>> Begin TASK INPUTS

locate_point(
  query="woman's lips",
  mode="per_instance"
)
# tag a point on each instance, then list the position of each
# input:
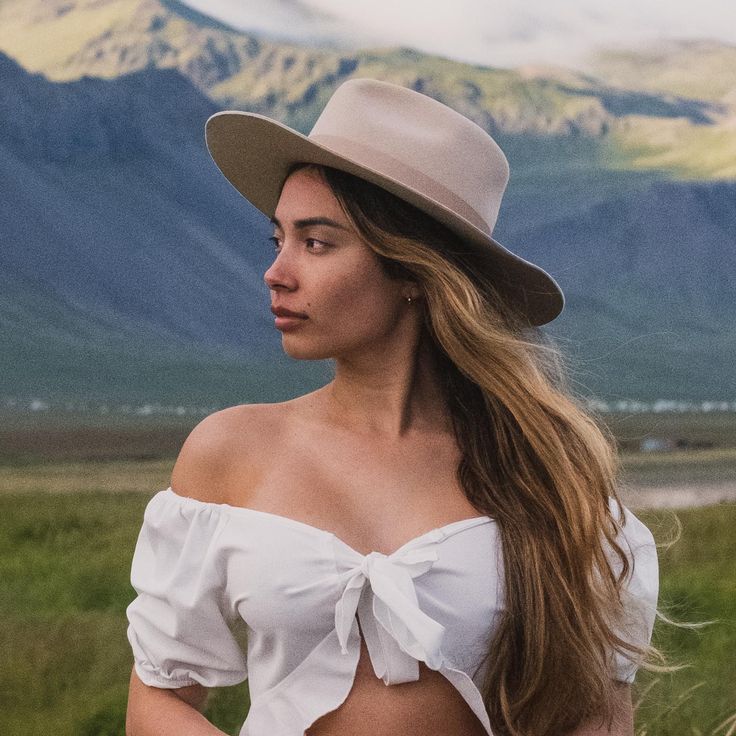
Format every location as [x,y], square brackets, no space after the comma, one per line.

>> End TASK INPUTS

● SHORT PROBLEM: Reproduce every line of the listing above without any change, but omit the picture.

● RIGHT ANSWER:
locate_point(
  query="woman's lips",
  mode="per_instance"
)
# tag a point on each instance, then list the position of each
# input:
Format every location as [x,y], square brackets, no space after the comma, one per line.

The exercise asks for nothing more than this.